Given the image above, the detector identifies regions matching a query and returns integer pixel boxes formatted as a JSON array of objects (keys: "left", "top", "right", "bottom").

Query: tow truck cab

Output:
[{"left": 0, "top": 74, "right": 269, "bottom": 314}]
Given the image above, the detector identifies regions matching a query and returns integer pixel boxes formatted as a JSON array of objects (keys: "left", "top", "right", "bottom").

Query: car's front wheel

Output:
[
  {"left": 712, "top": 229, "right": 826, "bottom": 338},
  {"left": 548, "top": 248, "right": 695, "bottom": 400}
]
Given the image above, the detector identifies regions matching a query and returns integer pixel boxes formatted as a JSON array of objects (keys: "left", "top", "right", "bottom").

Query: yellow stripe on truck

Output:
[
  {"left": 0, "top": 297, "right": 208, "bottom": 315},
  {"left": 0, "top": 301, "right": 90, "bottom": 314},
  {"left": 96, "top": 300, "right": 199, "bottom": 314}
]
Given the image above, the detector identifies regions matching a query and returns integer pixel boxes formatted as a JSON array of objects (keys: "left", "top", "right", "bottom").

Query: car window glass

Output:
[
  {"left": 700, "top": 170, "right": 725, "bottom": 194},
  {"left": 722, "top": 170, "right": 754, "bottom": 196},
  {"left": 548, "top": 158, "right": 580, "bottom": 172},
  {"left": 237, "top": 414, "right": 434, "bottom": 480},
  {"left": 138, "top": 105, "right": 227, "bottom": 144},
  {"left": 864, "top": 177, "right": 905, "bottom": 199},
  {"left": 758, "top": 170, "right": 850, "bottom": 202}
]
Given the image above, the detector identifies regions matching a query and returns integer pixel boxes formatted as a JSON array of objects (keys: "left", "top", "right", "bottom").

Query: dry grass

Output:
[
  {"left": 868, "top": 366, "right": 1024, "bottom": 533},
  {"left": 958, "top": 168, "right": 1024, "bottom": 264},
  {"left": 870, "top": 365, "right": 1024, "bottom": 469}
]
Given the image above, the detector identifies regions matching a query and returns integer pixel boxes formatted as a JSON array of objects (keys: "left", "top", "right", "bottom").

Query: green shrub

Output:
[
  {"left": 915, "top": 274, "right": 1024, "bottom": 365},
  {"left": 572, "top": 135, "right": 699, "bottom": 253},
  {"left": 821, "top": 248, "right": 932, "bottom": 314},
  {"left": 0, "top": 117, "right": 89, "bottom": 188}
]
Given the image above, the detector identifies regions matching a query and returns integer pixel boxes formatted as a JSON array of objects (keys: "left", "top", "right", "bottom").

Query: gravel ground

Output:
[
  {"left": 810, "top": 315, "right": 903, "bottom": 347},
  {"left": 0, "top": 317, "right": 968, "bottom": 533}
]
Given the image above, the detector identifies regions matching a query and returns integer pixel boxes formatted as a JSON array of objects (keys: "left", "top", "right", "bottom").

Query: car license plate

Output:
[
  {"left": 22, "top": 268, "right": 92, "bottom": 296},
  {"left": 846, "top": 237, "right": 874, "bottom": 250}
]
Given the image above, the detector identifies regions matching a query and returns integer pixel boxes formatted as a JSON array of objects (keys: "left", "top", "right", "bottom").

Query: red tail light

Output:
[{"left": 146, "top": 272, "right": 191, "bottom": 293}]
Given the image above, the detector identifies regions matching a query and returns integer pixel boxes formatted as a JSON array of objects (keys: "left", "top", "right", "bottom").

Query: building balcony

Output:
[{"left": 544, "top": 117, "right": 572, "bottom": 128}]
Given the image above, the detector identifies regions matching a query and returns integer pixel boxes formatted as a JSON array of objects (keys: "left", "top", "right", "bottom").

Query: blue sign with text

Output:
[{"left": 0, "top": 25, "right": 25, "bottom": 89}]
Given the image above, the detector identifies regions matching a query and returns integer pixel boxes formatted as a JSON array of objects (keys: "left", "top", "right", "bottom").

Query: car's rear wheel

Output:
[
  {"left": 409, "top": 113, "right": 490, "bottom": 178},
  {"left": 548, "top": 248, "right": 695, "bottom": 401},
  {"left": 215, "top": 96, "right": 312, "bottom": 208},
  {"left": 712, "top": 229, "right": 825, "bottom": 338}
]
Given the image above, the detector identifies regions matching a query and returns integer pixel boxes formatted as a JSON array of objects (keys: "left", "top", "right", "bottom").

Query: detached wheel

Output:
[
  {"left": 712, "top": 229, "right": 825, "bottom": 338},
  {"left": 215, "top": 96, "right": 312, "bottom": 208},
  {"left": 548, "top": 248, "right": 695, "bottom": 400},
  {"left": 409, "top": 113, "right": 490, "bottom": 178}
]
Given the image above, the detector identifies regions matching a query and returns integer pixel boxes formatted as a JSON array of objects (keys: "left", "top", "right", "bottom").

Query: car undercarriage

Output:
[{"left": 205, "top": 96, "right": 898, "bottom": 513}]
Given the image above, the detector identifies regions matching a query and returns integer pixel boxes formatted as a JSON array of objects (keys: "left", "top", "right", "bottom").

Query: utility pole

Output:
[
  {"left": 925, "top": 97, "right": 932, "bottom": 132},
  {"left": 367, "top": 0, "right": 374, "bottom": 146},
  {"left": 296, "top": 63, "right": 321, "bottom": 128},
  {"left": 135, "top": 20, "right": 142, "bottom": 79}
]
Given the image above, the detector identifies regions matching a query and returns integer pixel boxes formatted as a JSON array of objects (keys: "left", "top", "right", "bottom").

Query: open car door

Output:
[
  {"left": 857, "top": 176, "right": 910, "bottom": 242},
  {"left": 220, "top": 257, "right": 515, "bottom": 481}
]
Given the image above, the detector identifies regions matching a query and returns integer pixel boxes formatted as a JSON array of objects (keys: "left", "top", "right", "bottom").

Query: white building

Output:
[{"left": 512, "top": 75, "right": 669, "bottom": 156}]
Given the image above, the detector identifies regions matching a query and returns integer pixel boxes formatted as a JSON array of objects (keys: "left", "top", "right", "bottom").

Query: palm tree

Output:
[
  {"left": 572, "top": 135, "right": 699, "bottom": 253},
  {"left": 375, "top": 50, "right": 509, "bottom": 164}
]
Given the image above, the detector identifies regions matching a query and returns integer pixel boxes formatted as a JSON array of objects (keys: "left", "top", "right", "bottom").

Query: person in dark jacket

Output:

=======

# What you are asked to do
Give back the whole listing, word for word.

# Solution for this task
Given the image above, the detector identifies regions matching a query and returns integer pixel boxes formatted as a JSON array of objects (keys: "left", "top", "right", "bottom").

Query: tow truck cab

Output:
[{"left": 0, "top": 74, "right": 269, "bottom": 314}]
Given the image above, the detector identifies regions matching a query and returns integer pixel boxes formatted as a JSON array of objects (keys: "left", "top", "right", "bottom").

Query: car's front wheel

Output:
[
  {"left": 712, "top": 229, "right": 826, "bottom": 338},
  {"left": 548, "top": 248, "right": 695, "bottom": 400}
]
Given the image above, the detector identifies regions matching a query and returns integer pixel boxes formatted as a JSON array of objects (keys: "left", "top", "right", "bottom").

Query: yellow stripe on truck

Output:
[
  {"left": 0, "top": 297, "right": 208, "bottom": 315},
  {"left": 0, "top": 301, "right": 90, "bottom": 314},
  {"left": 96, "top": 300, "right": 199, "bottom": 314}
]
Given the image above, the detector identifies regions matching a query and returns integer pixel boxes formatted as a JSON array of objects (keys: "left", "top", "right", "bottom").

Query: car window glass

Output:
[
  {"left": 700, "top": 170, "right": 725, "bottom": 194},
  {"left": 722, "top": 170, "right": 754, "bottom": 196},
  {"left": 548, "top": 158, "right": 580, "bottom": 172},
  {"left": 237, "top": 414, "right": 434, "bottom": 480},
  {"left": 138, "top": 105, "right": 227, "bottom": 144},
  {"left": 864, "top": 177, "right": 905, "bottom": 199},
  {"left": 758, "top": 170, "right": 850, "bottom": 202}
]
Given the image above, the detector identifies regions matching a query and returns integer pixel boxes formatted as a JSON array of objects (keys: "left", "top", "right", "bottom").

Query: dry grass

Output:
[
  {"left": 868, "top": 366, "right": 1024, "bottom": 533},
  {"left": 958, "top": 168, "right": 1024, "bottom": 264},
  {"left": 870, "top": 365, "right": 1024, "bottom": 469}
]
Given the image above, the detector identifies regions matching a query and returns integer pixel boxes formatted as a JSON array of objects (keys: "left", "top", "right", "bottom").

Query: green shrub

Output:
[
  {"left": 915, "top": 274, "right": 1024, "bottom": 365},
  {"left": 572, "top": 135, "right": 699, "bottom": 253},
  {"left": 821, "top": 248, "right": 932, "bottom": 314},
  {"left": 0, "top": 117, "right": 89, "bottom": 188}
]
Given the image above, the detector identifies regions matching a query and returns integer pixel boxes formatted as a JSON array of objects (keys: "left", "top", "right", "bottom").

Query: gravel ground

Output:
[
  {"left": 810, "top": 315, "right": 903, "bottom": 347},
  {"left": 0, "top": 317, "right": 968, "bottom": 533}
]
Given the image above, the detector identifies regions matching a query and returns integer pixel boxes formatted as a JSON array of objects (keys: "left", "top", "right", "bottom").

Query: car license plate

Output:
[
  {"left": 22, "top": 268, "right": 92, "bottom": 296},
  {"left": 846, "top": 237, "right": 874, "bottom": 250}
]
Given the image above, the detector identifies regions matching a query and returns integer pixel boxes formatted as a JSON array of objects (keys: "left", "top", "right", "bottom").

Query: red tail light

Output:
[{"left": 146, "top": 272, "right": 191, "bottom": 293}]
Given the image above, the detector identifies regions matching a query and returns integer pixel boxes formatted as a JSON array of objects (keys: "left", "top", "right", "bottom").

Query: building balcony

Output:
[{"left": 544, "top": 117, "right": 572, "bottom": 128}]
Given the image above, the detector identifies regions matching a query and returns integer pixel boxes formatted as a JSON array of objects (keys: "left", "top", "right", "bottom").

Query: blue sign with text

Output:
[{"left": 0, "top": 25, "right": 25, "bottom": 89}]
Given the image above, the detector identifies regions matching a query and returns integer pixel boxes formatted as a JSON array of objects (keys: "left", "top", "right", "bottom").

Query: car's rear wheel

Output:
[
  {"left": 409, "top": 113, "right": 490, "bottom": 178},
  {"left": 548, "top": 248, "right": 695, "bottom": 401},
  {"left": 215, "top": 96, "right": 312, "bottom": 208},
  {"left": 712, "top": 229, "right": 825, "bottom": 338}
]
Given the image above, the detector identifies regions matching a query and returns integer pixel boxes formatted as a JSON array of objects (keys: "left", "top", "right", "bottom").

Query: detached wheel

Output:
[
  {"left": 712, "top": 229, "right": 825, "bottom": 338},
  {"left": 215, "top": 96, "right": 312, "bottom": 208},
  {"left": 548, "top": 248, "right": 695, "bottom": 400},
  {"left": 409, "top": 113, "right": 490, "bottom": 178}
]
Given the image above, the detector identifies regions matching a query and returns integer pixel boxes formatted as a JSON array of objects (keys: "left", "top", "right", "bottom").

Query: car undercarriage

Output:
[{"left": 205, "top": 96, "right": 898, "bottom": 513}]
Given the image above, the detector identifies regions matching a query and returns integer pixel boxes formatted as a JSON array of objects (keys: "left", "top", "right", "bottom").

Query: utility pole

Output:
[
  {"left": 925, "top": 97, "right": 932, "bottom": 132},
  {"left": 367, "top": 0, "right": 374, "bottom": 146},
  {"left": 296, "top": 63, "right": 321, "bottom": 128},
  {"left": 135, "top": 20, "right": 142, "bottom": 79}
]
Given the image above, the detector identifies regions matching a query and returns integer pixel boxes formatted as a JSON array of objects (keys: "left", "top", "right", "bottom").

Query: open car door

Output:
[
  {"left": 857, "top": 176, "right": 910, "bottom": 242},
  {"left": 220, "top": 257, "right": 515, "bottom": 481}
]
Given the image above, the detector identifies regions matching a query and returns integer pixel boxes formatted as a JSON array of objects (keys: "left", "top", "right", "bottom").

Query: white building

Output:
[{"left": 512, "top": 75, "right": 669, "bottom": 156}]
Given the image above, the detector identifies regions matching a query and returns integer pixel boxes formatted as a JSON array of objects (keys: "left", "top", "right", "bottom").

Query: palm tree

Output:
[
  {"left": 572, "top": 135, "right": 699, "bottom": 253},
  {"left": 375, "top": 50, "right": 509, "bottom": 164}
]
Given the image above, the detector identifies regions matching a query and returns integer pixel boxes formatted as a JSON array of objects (keys: "left", "top", "right", "bottom").

Query: person in dark jacket

Output:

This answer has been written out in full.